EXERCISE OBJECTIVE. With the pictures left out, reproduce exactly the lines from the one containing "Query: street sign" through the final line of the entries.

Stored data
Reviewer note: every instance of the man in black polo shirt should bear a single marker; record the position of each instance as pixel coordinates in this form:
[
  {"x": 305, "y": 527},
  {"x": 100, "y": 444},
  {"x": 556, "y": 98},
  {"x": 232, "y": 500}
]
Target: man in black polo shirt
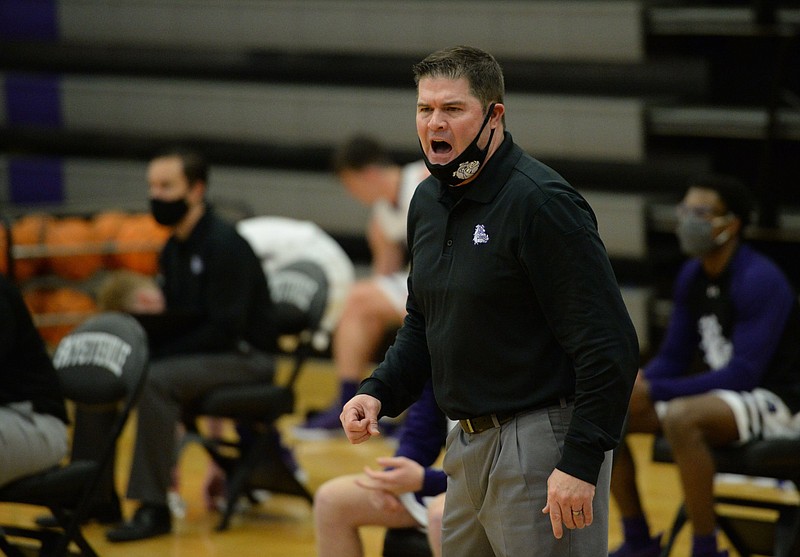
[{"x": 515, "y": 313}]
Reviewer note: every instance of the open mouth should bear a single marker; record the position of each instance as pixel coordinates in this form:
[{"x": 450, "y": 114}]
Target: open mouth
[{"x": 441, "y": 147}]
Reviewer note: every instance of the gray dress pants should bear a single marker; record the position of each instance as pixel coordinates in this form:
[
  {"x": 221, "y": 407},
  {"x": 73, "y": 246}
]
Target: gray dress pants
[
  {"x": 497, "y": 488},
  {"x": 171, "y": 384}
]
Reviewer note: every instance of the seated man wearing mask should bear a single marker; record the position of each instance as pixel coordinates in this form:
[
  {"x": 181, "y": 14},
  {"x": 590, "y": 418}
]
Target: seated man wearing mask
[
  {"x": 208, "y": 270},
  {"x": 728, "y": 370}
]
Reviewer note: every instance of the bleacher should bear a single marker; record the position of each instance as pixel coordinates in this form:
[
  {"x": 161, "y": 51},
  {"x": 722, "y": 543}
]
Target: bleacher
[{"x": 627, "y": 99}]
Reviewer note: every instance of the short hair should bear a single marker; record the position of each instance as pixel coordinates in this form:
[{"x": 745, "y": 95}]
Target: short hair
[
  {"x": 117, "y": 291},
  {"x": 734, "y": 194},
  {"x": 482, "y": 71},
  {"x": 194, "y": 164},
  {"x": 358, "y": 152}
]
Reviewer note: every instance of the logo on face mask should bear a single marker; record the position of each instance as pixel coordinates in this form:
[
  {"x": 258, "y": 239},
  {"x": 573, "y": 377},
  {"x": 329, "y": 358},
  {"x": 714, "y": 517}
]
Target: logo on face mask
[
  {"x": 168, "y": 213},
  {"x": 480, "y": 236},
  {"x": 465, "y": 165},
  {"x": 467, "y": 169}
]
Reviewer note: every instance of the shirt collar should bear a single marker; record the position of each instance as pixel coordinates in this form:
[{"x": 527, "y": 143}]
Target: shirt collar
[{"x": 494, "y": 175}]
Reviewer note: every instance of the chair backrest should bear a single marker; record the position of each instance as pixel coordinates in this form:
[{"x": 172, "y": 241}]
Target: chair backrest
[
  {"x": 300, "y": 293},
  {"x": 103, "y": 361}
]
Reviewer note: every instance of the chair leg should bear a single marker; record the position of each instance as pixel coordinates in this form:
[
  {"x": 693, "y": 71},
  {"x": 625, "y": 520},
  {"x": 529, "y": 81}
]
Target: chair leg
[
  {"x": 7, "y": 548},
  {"x": 677, "y": 525}
]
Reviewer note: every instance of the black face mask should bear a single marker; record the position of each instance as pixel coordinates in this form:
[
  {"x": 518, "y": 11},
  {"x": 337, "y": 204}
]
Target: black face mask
[
  {"x": 168, "y": 213},
  {"x": 465, "y": 165}
]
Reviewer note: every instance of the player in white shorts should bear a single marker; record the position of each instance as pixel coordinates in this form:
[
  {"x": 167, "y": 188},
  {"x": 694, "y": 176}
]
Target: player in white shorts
[{"x": 728, "y": 370}]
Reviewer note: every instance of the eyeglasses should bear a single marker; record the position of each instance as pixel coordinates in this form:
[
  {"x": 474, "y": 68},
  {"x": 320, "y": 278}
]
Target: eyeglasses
[{"x": 706, "y": 212}]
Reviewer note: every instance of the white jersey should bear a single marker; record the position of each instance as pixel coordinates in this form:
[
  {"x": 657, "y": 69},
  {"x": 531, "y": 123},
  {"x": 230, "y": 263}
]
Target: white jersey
[
  {"x": 393, "y": 219},
  {"x": 278, "y": 241}
]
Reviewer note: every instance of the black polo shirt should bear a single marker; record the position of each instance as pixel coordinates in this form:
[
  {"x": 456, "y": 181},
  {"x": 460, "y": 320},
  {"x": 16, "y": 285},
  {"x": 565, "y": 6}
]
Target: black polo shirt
[
  {"x": 513, "y": 304},
  {"x": 215, "y": 275}
]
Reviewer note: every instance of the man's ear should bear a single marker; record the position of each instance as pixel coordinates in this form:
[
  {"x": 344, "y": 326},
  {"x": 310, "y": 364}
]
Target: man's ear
[{"x": 197, "y": 191}]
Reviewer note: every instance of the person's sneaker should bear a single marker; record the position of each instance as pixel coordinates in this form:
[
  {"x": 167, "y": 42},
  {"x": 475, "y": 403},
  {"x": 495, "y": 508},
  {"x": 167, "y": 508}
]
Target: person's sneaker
[
  {"x": 148, "y": 522},
  {"x": 322, "y": 425},
  {"x": 651, "y": 549}
]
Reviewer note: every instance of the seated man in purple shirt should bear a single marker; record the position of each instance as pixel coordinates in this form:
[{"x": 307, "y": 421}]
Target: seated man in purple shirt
[
  {"x": 407, "y": 493},
  {"x": 728, "y": 370}
]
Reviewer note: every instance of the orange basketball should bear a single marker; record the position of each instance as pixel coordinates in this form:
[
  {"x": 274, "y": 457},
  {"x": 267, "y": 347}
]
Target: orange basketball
[
  {"x": 28, "y": 235},
  {"x": 74, "y": 254},
  {"x": 3, "y": 249},
  {"x": 105, "y": 227},
  {"x": 58, "y": 311},
  {"x": 139, "y": 241}
]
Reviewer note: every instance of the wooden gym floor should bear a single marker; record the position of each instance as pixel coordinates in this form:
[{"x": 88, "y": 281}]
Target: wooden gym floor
[{"x": 282, "y": 526}]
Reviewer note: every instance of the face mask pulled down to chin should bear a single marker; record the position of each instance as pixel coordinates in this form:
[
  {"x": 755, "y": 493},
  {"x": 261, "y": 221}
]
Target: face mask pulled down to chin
[
  {"x": 467, "y": 164},
  {"x": 168, "y": 213},
  {"x": 696, "y": 237}
]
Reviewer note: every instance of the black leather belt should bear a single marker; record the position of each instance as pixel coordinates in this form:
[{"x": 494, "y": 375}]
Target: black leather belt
[{"x": 482, "y": 423}]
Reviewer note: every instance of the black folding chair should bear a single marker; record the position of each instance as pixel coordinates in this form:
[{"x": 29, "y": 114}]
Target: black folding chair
[
  {"x": 776, "y": 458},
  {"x": 254, "y": 460},
  {"x": 406, "y": 542},
  {"x": 103, "y": 362}
]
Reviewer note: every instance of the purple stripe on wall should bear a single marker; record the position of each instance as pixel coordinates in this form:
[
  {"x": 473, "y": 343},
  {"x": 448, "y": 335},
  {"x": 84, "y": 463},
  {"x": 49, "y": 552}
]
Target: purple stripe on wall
[
  {"x": 33, "y": 100},
  {"x": 28, "y": 20},
  {"x": 35, "y": 180}
]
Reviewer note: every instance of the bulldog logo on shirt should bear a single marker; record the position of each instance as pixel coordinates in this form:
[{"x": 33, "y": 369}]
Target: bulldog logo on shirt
[{"x": 480, "y": 236}]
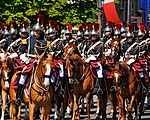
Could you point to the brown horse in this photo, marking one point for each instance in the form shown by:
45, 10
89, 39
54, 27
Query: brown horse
127, 86
41, 91
80, 78
7, 71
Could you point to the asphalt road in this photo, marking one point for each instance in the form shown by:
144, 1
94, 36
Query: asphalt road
83, 116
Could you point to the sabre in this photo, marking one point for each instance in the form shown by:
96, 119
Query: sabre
29, 38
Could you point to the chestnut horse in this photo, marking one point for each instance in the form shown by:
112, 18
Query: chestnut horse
80, 78
41, 90
127, 86
7, 72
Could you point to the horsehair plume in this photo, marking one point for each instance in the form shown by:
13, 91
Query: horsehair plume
96, 26
142, 27
130, 27
69, 26
90, 27
41, 19
25, 23
124, 23
118, 26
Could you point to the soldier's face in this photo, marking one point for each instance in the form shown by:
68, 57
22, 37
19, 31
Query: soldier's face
37, 33
123, 34
24, 35
108, 33
130, 39
68, 36
86, 37
94, 37
50, 36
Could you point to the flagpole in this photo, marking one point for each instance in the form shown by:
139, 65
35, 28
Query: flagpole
128, 12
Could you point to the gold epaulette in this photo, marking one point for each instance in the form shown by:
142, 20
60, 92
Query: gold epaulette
49, 44
24, 41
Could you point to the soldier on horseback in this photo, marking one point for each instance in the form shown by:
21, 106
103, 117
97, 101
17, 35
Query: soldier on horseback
37, 45
93, 52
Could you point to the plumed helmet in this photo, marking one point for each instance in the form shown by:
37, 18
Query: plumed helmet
79, 33
117, 32
86, 32
37, 26
140, 33
69, 29
122, 30
13, 31
129, 34
107, 29
94, 32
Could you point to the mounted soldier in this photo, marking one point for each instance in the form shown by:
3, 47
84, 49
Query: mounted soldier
93, 54
123, 32
36, 46
79, 36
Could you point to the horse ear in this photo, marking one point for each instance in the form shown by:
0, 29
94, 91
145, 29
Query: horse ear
44, 55
120, 67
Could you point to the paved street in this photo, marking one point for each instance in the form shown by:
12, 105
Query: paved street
146, 115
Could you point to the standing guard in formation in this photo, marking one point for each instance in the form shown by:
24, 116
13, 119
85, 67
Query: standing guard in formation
26, 48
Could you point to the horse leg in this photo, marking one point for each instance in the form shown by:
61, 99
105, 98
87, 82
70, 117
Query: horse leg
104, 102
19, 112
14, 111
88, 99
98, 111
141, 106
46, 113
82, 105
75, 107
121, 115
57, 106
32, 110
4, 97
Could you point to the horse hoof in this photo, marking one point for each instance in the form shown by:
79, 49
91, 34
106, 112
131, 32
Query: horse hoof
130, 117
97, 116
82, 110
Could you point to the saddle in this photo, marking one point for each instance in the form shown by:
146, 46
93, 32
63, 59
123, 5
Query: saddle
110, 61
56, 62
137, 67
15, 83
94, 64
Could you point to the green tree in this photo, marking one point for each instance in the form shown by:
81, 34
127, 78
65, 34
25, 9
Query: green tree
58, 10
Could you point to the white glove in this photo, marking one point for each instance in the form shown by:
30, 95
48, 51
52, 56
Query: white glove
2, 56
24, 58
6, 84
13, 55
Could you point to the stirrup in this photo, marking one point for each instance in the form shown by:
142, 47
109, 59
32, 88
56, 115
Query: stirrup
99, 91
18, 102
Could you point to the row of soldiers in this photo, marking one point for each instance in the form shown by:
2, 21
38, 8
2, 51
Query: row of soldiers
28, 44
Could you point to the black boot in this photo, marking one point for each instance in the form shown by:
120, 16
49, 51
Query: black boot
62, 85
19, 94
99, 90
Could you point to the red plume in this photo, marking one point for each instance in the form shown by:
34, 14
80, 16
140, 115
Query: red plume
41, 19
142, 27
25, 22
96, 26
89, 27
124, 23
130, 26
118, 26
69, 26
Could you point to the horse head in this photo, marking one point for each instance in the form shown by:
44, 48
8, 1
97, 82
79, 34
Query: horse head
115, 48
69, 50
7, 71
120, 74
74, 68
44, 70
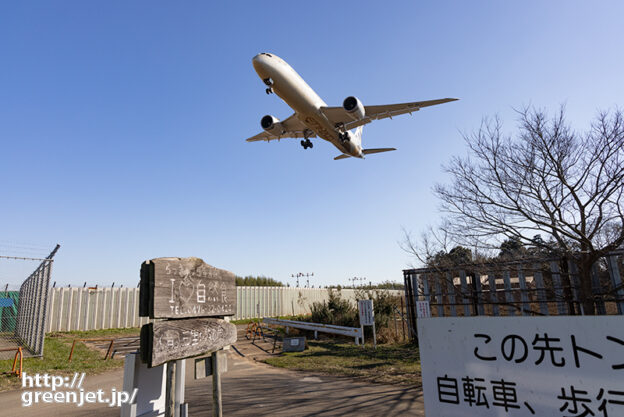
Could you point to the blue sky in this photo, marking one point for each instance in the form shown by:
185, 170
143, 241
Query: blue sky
122, 125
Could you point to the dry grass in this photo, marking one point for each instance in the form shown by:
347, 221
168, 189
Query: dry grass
393, 364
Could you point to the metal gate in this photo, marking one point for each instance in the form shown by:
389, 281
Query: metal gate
520, 287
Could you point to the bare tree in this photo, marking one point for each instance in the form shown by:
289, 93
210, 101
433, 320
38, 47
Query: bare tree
547, 179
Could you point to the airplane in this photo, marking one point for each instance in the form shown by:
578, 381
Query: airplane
341, 126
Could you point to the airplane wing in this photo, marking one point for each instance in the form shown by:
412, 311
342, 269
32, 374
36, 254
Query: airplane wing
338, 115
293, 128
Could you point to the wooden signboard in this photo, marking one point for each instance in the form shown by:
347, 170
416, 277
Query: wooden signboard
170, 340
185, 287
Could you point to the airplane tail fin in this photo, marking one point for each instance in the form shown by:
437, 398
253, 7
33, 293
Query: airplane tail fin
358, 135
377, 150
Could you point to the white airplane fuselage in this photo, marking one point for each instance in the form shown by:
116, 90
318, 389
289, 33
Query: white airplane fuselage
290, 87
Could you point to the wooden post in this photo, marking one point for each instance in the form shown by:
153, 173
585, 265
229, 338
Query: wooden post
170, 390
402, 321
216, 386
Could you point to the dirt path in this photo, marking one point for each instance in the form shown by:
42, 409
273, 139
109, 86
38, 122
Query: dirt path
253, 389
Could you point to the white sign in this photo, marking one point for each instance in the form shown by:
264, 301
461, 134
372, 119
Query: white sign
367, 314
422, 310
523, 366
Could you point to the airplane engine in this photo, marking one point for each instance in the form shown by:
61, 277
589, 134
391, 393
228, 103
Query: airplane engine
354, 107
271, 124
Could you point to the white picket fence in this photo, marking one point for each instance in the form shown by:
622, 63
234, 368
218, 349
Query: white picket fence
108, 308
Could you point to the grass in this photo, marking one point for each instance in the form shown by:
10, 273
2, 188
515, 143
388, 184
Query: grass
56, 354
394, 364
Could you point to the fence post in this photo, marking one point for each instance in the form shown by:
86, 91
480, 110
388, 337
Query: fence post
464, 289
616, 280
508, 296
493, 294
539, 284
523, 294
597, 291
438, 297
479, 293
450, 289
575, 283
554, 269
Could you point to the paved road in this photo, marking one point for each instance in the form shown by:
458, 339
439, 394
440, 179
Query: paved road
254, 389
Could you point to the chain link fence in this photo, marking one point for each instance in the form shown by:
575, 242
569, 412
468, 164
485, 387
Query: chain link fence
23, 312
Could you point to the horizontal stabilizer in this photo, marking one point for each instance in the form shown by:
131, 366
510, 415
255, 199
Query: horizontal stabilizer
377, 150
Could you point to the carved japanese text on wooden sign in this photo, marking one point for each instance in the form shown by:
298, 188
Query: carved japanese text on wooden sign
164, 341
185, 287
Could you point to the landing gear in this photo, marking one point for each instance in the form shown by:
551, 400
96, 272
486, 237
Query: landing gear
269, 83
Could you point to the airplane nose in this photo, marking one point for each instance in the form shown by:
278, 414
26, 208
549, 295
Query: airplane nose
259, 63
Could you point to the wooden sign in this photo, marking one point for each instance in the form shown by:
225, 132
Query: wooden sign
170, 340
203, 366
185, 287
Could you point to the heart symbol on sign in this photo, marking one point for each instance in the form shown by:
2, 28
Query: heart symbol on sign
187, 288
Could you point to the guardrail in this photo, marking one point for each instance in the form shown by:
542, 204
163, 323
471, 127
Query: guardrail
355, 332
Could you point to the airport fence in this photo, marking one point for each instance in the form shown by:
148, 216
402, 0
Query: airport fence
525, 287
91, 308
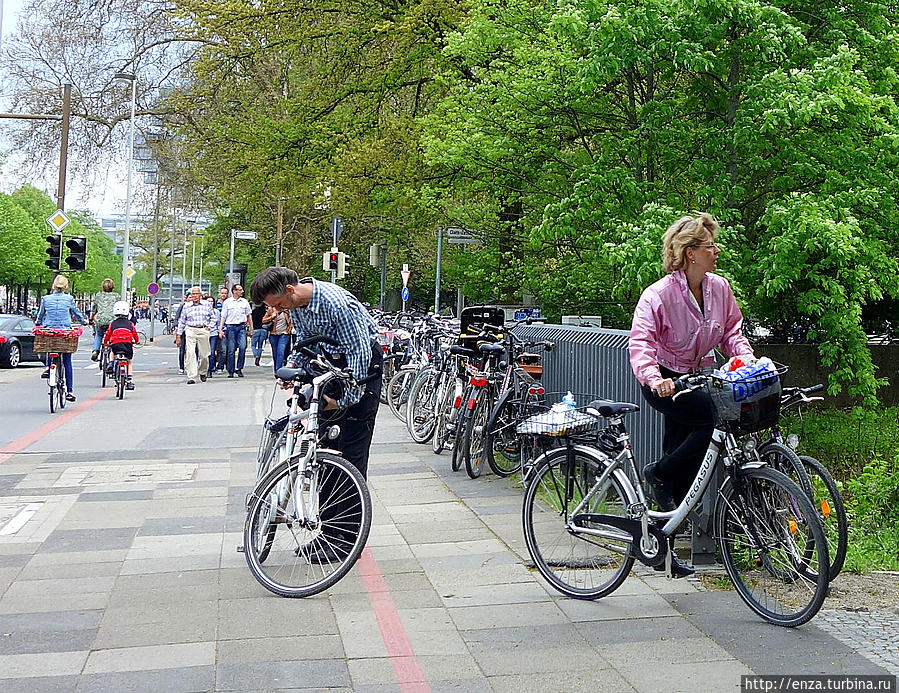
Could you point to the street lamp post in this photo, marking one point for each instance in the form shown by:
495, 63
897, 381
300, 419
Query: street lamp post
126, 248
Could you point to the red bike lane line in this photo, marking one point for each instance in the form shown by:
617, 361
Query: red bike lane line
59, 419
402, 657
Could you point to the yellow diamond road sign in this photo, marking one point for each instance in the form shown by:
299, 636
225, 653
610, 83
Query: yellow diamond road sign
58, 220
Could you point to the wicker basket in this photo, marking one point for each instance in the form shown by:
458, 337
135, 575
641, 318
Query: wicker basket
56, 343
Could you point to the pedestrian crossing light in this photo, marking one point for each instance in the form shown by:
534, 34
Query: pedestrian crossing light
54, 250
77, 258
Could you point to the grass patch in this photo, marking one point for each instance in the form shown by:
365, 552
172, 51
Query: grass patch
861, 449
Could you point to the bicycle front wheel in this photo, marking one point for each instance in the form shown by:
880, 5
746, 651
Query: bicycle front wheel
577, 564
302, 535
772, 546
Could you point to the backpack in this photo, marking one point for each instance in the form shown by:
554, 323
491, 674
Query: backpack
103, 304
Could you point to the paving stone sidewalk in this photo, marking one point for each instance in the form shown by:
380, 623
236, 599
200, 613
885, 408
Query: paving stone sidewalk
124, 576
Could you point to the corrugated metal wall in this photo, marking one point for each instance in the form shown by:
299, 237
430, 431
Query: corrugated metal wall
593, 362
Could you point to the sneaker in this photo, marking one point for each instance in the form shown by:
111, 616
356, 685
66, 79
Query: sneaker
661, 490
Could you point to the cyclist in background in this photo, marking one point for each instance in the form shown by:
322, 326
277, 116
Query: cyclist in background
101, 313
120, 336
56, 313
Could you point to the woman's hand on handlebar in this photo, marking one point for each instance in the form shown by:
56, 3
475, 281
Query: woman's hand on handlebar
666, 388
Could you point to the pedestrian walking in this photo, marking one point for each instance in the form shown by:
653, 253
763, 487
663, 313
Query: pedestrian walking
324, 309
101, 313
279, 335
233, 326
259, 332
56, 312
197, 321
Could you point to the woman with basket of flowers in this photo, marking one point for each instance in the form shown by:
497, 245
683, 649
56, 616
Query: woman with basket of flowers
56, 312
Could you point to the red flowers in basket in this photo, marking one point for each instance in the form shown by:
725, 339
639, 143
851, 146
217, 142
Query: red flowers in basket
56, 332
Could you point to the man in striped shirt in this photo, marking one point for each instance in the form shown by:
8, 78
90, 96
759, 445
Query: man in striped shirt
197, 319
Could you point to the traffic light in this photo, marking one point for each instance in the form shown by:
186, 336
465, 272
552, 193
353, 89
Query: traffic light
54, 250
77, 258
343, 265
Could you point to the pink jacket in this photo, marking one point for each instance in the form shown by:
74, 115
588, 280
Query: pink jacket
669, 330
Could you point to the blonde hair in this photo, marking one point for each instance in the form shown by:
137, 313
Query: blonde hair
686, 232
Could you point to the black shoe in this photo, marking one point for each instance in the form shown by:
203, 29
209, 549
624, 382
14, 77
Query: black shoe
661, 490
679, 569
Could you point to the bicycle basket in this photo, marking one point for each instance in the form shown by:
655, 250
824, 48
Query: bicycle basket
48, 340
748, 399
557, 419
532, 364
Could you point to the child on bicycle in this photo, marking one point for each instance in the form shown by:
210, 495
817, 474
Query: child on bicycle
120, 337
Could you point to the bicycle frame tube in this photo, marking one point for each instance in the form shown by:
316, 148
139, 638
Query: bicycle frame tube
700, 484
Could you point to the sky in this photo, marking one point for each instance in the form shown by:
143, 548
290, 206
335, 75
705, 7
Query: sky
109, 200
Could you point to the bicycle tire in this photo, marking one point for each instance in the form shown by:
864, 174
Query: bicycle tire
398, 391
831, 512
769, 522
444, 410
60, 387
578, 565
502, 443
475, 428
419, 420
290, 569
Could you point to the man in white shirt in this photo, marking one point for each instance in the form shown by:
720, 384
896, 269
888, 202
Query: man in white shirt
235, 322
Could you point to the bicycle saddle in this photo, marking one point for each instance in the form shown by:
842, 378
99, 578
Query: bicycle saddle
607, 408
491, 349
462, 351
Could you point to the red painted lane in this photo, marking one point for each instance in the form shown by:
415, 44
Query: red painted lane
58, 420
402, 657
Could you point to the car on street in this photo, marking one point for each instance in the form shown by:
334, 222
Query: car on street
16, 340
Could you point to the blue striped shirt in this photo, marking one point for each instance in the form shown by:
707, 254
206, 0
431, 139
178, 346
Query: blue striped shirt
334, 312
197, 315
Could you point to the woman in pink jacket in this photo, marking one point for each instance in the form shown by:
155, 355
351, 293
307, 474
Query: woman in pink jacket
678, 321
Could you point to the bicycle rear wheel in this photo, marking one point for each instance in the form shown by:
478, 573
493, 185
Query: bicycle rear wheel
831, 512
577, 564
772, 545
398, 392
292, 557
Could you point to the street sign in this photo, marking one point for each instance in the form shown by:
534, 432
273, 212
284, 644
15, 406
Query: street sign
456, 234
58, 220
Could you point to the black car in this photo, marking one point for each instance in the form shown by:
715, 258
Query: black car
16, 340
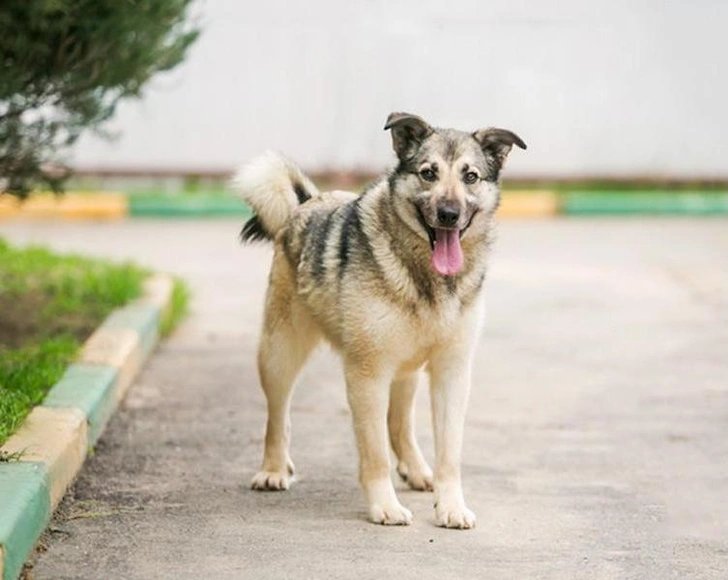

SOLUTION TO THE EXERCISE.
Query: street sign
456, 234
58, 220
Could you point to the black car in this photo, marking one point for each instance in the form shown by:
715, 258
Query: black car
16, 340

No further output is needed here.